▸ **Your objective**: Copy the lines below word for word, starting at the line that contains "Place one point per instance of the concrete" and ending with the last of the rows, both ends included.

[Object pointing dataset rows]
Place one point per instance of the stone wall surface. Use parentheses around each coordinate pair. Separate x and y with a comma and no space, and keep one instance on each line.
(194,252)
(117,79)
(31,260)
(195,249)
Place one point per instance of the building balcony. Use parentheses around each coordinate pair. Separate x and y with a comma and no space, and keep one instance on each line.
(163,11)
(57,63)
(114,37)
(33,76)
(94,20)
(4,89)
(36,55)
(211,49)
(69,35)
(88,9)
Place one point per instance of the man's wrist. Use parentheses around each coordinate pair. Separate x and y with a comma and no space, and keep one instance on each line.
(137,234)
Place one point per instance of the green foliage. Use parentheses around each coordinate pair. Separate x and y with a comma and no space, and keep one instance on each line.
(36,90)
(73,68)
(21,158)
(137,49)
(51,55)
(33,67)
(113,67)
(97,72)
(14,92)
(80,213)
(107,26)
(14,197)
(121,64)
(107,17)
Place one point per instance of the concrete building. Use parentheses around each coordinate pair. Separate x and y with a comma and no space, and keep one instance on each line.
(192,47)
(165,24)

▸ **Answer for the task**:
Place one point per instance of the concrete building. Use parentheses around each coordinate pair. Separate x and y with a comma and no space, and keep one instance on each line.
(192,47)
(165,24)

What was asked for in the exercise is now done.